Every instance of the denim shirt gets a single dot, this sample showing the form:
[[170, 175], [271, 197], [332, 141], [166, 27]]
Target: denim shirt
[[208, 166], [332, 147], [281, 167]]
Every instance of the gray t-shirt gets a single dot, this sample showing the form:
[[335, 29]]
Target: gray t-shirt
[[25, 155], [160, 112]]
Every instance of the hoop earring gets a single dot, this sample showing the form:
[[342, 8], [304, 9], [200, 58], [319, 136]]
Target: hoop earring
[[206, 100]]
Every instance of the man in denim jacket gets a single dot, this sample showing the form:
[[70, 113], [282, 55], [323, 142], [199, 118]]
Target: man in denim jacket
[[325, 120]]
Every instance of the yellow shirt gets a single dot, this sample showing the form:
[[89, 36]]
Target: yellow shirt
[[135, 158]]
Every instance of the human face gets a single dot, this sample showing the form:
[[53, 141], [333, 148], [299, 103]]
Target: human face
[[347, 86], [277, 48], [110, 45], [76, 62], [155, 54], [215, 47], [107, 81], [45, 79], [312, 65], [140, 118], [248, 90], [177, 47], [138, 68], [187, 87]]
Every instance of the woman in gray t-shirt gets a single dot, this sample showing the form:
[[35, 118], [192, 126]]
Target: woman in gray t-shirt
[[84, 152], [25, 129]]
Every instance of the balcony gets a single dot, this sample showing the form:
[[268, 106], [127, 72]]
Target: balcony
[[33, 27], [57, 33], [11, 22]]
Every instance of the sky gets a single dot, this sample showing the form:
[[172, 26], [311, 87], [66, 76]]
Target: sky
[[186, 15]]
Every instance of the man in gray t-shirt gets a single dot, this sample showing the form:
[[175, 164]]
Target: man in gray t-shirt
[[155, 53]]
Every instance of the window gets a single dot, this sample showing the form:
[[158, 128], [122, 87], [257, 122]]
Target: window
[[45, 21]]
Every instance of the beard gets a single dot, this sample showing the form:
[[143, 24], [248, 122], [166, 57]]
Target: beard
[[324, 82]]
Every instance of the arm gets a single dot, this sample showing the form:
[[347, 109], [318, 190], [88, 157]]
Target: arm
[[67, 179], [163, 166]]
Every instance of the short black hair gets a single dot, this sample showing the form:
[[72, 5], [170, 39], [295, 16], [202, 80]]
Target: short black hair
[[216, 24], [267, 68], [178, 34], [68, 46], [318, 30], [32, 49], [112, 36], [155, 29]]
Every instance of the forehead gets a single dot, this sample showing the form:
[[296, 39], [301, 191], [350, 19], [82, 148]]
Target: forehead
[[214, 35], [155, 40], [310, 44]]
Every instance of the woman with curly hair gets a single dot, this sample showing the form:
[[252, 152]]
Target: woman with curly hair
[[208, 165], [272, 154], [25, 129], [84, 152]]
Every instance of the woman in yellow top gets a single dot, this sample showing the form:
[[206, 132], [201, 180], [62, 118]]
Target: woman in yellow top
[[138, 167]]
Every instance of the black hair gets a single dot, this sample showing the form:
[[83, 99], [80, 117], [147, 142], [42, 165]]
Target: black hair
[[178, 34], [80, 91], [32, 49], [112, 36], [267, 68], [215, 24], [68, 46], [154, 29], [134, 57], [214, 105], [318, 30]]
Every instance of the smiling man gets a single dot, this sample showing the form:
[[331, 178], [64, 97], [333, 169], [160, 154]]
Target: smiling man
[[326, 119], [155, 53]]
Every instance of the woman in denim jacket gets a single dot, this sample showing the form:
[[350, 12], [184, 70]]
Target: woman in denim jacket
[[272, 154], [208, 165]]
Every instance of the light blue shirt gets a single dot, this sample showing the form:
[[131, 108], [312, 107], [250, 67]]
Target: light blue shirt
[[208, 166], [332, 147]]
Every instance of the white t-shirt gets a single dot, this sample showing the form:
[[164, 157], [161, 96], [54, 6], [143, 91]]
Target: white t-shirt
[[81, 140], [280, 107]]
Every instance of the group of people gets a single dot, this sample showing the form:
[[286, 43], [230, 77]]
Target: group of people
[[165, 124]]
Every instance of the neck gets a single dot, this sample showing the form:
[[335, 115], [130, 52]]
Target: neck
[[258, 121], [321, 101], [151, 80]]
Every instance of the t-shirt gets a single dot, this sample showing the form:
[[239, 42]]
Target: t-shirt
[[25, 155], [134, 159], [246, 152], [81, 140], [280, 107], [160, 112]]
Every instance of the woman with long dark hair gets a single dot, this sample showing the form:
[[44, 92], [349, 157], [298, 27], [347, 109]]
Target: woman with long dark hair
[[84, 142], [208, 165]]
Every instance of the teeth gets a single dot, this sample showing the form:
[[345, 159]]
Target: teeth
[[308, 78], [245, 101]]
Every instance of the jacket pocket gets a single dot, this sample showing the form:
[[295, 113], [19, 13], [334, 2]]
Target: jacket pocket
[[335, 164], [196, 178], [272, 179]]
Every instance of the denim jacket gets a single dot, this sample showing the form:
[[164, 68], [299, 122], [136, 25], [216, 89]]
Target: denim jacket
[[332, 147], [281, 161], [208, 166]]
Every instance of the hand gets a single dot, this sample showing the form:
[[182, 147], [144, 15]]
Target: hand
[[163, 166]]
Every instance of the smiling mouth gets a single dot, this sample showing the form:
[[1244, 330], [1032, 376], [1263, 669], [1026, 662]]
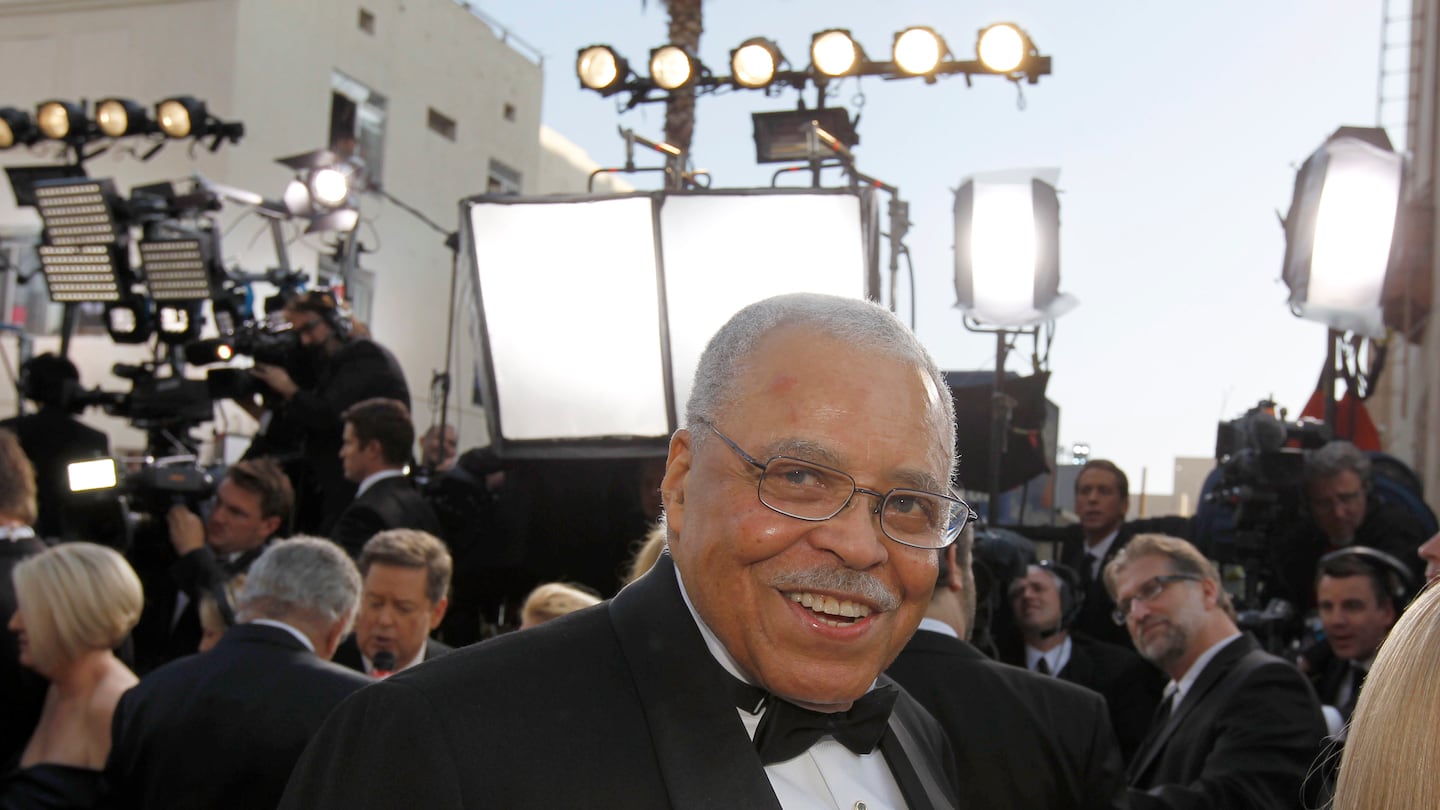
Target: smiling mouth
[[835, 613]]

━━━━━━━━━━━━━━━━

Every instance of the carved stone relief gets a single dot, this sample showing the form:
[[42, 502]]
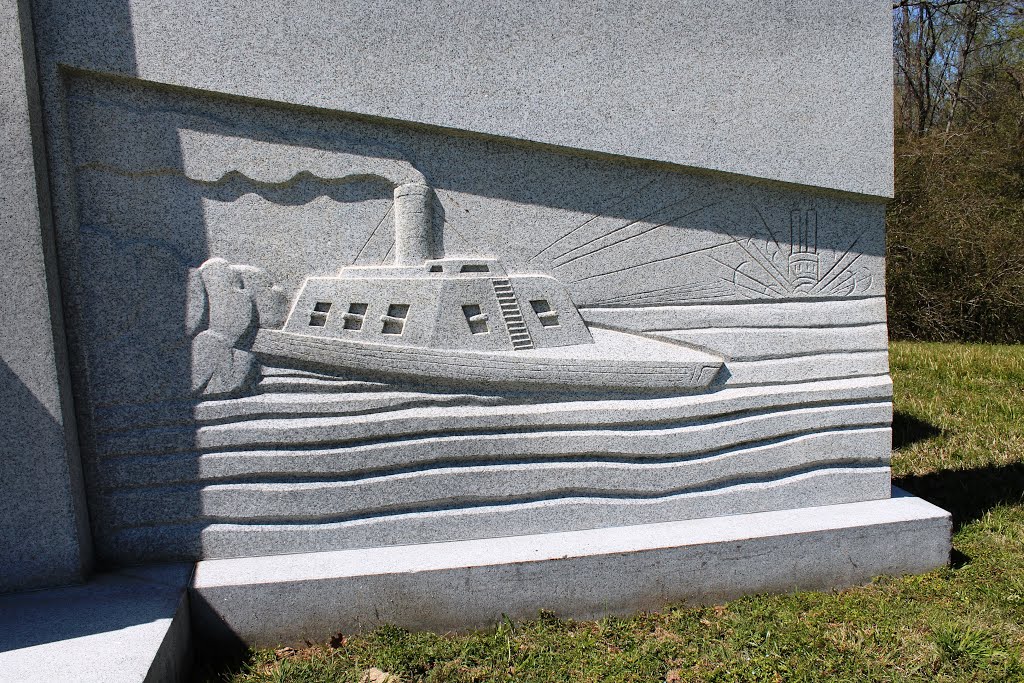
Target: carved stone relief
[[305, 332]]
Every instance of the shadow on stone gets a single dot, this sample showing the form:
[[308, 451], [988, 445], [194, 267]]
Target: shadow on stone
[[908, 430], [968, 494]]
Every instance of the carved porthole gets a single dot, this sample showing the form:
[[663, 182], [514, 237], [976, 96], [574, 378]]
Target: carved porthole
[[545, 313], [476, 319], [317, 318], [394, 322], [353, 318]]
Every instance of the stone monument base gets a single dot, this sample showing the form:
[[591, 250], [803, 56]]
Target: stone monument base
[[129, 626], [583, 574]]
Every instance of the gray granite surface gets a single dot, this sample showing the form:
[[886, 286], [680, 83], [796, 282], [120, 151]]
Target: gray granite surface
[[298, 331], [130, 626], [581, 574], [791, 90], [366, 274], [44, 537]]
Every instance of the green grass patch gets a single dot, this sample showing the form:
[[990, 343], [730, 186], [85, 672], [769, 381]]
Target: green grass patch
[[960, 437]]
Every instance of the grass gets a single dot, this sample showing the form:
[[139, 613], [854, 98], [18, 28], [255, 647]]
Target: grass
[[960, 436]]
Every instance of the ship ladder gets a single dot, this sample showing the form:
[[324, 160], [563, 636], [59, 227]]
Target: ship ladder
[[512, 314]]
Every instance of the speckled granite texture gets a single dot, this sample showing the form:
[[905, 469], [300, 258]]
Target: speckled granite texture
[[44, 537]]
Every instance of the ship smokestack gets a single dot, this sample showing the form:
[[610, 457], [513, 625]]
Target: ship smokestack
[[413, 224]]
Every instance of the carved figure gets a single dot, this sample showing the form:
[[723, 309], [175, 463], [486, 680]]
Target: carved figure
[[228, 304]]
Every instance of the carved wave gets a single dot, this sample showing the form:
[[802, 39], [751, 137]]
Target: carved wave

━━━━━━━━━━━━━━━━

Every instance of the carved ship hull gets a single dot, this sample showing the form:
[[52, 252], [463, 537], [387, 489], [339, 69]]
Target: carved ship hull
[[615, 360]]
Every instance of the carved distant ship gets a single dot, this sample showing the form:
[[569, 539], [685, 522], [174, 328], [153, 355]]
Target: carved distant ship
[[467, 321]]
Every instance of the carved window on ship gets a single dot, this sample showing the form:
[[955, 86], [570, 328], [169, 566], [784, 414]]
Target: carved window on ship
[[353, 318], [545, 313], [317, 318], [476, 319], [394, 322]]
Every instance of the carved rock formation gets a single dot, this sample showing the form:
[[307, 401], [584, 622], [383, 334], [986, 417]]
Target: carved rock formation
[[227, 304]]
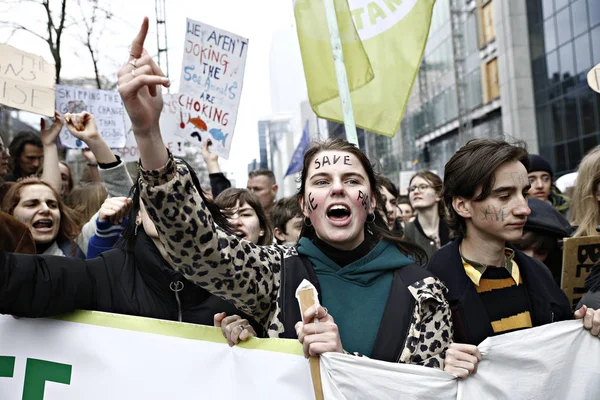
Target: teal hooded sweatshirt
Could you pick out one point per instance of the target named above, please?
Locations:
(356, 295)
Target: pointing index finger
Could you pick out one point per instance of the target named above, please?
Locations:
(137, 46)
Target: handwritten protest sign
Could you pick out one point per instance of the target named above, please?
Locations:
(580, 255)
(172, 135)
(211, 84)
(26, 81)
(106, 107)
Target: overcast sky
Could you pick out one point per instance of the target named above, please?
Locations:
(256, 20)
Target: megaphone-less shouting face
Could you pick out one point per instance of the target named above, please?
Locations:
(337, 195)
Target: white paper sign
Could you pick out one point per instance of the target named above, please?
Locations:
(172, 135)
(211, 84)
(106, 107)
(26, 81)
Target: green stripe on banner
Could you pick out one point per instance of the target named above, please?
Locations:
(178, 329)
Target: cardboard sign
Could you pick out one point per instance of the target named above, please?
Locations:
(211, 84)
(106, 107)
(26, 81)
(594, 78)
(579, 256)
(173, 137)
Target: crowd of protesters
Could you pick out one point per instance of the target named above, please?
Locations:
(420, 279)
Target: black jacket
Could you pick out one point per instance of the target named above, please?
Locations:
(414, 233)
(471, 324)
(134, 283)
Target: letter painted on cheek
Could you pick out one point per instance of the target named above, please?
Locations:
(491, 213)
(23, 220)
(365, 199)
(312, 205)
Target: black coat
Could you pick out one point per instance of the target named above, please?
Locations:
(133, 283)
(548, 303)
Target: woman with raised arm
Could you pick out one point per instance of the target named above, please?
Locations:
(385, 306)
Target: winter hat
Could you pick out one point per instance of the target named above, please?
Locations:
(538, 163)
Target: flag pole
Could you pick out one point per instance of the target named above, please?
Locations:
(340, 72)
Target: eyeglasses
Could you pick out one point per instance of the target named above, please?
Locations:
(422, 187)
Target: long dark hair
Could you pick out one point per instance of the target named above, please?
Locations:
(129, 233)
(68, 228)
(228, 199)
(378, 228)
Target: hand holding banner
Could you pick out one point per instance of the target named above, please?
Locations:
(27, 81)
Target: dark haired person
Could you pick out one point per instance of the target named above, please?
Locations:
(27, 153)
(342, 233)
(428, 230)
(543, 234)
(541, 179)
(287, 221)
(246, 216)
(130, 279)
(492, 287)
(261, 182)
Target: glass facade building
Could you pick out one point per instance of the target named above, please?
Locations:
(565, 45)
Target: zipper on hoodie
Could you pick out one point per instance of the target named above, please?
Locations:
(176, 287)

━━━━━━━━━━━━━━━━

*WORK TASK*
What is needed is every line of the records that contains the word "sign".

*RESULT BELOW*
Target: handwritten protest sign
Target: white paper sign
Target: cardboard sign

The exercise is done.